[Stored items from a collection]
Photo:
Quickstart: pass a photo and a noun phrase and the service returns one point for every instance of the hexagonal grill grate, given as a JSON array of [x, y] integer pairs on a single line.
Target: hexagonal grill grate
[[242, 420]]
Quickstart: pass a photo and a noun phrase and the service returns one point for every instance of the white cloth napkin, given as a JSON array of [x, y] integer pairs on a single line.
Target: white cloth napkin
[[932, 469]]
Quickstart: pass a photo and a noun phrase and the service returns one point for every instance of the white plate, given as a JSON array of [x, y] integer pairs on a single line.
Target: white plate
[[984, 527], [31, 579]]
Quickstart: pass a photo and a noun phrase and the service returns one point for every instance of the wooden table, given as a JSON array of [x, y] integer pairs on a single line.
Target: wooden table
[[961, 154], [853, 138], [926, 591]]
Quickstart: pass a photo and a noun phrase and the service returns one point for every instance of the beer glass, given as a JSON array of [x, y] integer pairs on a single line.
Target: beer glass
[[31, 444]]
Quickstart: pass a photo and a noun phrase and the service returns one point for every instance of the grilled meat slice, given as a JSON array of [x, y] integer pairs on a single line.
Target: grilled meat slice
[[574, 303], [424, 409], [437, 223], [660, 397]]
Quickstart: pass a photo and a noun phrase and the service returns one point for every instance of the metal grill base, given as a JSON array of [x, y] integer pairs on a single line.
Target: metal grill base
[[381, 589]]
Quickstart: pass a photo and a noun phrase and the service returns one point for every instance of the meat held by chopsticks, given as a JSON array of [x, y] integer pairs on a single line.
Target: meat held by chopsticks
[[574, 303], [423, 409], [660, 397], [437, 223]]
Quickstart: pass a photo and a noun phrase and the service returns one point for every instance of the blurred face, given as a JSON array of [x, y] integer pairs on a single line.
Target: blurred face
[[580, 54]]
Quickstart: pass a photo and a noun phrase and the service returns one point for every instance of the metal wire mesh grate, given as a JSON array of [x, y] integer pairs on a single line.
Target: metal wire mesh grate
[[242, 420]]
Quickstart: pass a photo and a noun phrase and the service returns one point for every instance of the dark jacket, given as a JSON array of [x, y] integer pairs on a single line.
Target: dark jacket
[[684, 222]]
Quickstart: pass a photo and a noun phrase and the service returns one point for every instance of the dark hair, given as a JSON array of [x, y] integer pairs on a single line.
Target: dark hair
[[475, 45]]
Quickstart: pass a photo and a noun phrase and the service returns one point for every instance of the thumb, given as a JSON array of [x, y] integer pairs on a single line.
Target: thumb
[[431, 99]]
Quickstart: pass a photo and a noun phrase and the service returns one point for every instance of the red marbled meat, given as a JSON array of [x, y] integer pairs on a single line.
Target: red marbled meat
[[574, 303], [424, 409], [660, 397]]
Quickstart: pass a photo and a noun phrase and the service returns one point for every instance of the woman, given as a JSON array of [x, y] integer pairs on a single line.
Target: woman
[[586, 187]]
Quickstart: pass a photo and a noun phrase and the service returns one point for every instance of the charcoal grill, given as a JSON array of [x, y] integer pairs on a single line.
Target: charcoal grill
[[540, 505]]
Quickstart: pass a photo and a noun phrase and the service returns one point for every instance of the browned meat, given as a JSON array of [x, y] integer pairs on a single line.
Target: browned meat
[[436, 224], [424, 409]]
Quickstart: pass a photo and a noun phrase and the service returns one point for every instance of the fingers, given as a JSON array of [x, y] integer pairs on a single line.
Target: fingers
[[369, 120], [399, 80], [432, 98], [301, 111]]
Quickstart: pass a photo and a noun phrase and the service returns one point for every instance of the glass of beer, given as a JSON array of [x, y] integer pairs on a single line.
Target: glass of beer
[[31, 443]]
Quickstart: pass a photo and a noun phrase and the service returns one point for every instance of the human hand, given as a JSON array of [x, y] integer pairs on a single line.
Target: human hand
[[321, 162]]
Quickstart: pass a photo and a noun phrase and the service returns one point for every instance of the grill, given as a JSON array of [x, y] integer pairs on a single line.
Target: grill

*EXERCISE DETAILS*:
Write out every entry verbatim.

*RESULT OF THIS TASK*:
Photo:
Quickstart: pass a photo and a noun phrase and the service returns one point for every instance of the hexagonal grill grate, given as a JSON array of [x, y] integer pairs on a single line.
Target: hexagonal grill grate
[[242, 420]]
Quickstart: pass a photo and a noun phrase and the service returns one point for every instance of the white cloth napkin, given as a JSON array of [x, y] integer pairs on a single line.
Target: white cloth napkin
[[932, 469]]
Quickstart: pass a photo and a noun phrase and the service returns one point for every instance of the white plate, given as a JSON array of [x, y] integer pairs on a single line.
Target: white plate
[[984, 527], [31, 579]]
Quickstart: pass a photo and a noun phrase and the service returns one point for every instance of the wooden table, given as a JSON array of [x, y] integer pairs on a single line.
Target: wooden table
[[961, 154], [853, 138], [926, 591]]
Quickstart: pass a photo and a noun phrase and the service returns one point for every instance of the beer glass, given as a JSON array of [x, y] integer pairs on a single line.
Target: beer glass
[[31, 444]]
Quickstart: pass a photo and a noun phrase and the service returns one point for every instance of the grilled meat slice, given as a JSON array of [x, y] integer pairs on a single line.
Target: grilled meat slice
[[574, 303], [424, 409], [437, 223], [660, 397]]
Quickstart: pass a photo and a noun phrase and the service returns one point for every instance of the metal grill base, given as a JSON array of [x, y] integer pairs on a single line.
Target: metal grill base
[[381, 589]]
Quickstart: pass a photo and a noun phrase and the service returns one point for every instance of the meat held by chopsticks, given as a JSON array of [x, y] integer pairs on a single line.
Target: meat held by chopsticks
[[574, 303], [423, 409], [660, 397], [437, 223]]
Quickstart: pass a photo and a noun phrase and the service returns one point for every instance of the blurred face, given as a JSON array of [x, y] integer pairs on a single line.
Target: blurred face
[[580, 54]]
Quickstart: pass a photo and a noun phrase and the service returns one point for every instance of the metal wire mesh grate, given as a JSON array of [x, y] integer pairs on a single line.
Target: metal wire mesh grate
[[242, 420]]
Quickstart: pass a photo and a noun phrase and the service returns one point for every instance of the dark jacket, given as a JSON array of [x, y] integer pairs on a single line.
Target: dark jacket
[[684, 222]]
Quickstart: pass a photo and a noun phrase and the service returns one point for every instance of the dark hair, given as a JSON array of [x, y] integer pairs on a single line.
Target: dark hair
[[475, 45]]
Quickstart: pass a photo and a noun phrase and the service returns one point for every instance of the thumb, given as a JSON array of [x, y] integer pairs on a single line.
Target: thumb
[[431, 99]]
Quickstart: pass a photo and a noun phrase and the service returns one point for every instance of the red marbled meat, given as a JSON array of [x, y] integer pairs on a single line.
Target: red marbled meat
[[574, 303], [424, 409], [660, 397]]
Quickstart: pass a photo and a noun phrase and the service returns one point for every instance of the woman, given as a JSON array of [x, y] integer pairs on a single line.
Target: woman
[[586, 187]]
Quickstart: pass a photo and a noun phrase and the service returns one point for every instance of the charcoal grill, given as a JSON array of [x, y] integer pairs on a single line.
Target: charcoal grill
[[540, 505]]
Quickstart: pass a photo and a noun phrase and the service returns one point for every instance of the browned meat, given as a JSON array of [x, y] integer pairs on a single line.
Target: browned meat
[[436, 224], [424, 409]]
Quickstart: pass a photo and a noun phrase and the service returns one point for every instance of the fingers, given as a JSON array of [x, y] integer pairs on a single line.
Target: fingers
[[369, 120], [399, 80], [432, 98], [301, 111]]
Quickstart: pass a photo and a noun phrase and the service returns one point for every instance of the glass of beer, given as a JSON array of [x, y] integer pairs on a single line.
Target: glass of beer
[[31, 443]]
Quickstart: pass a photo and a noun phrase and the service returns one point for every instance of the human hand, given as a JSON array of [x, y] integer pairs on a single line.
Target: human hand
[[321, 162]]
Quickstart: pass a photo and a noun phrase and the service returns one point for every instance of the grill, given as a JSON array of [x, y] integer pairs on a single line.
Target: grill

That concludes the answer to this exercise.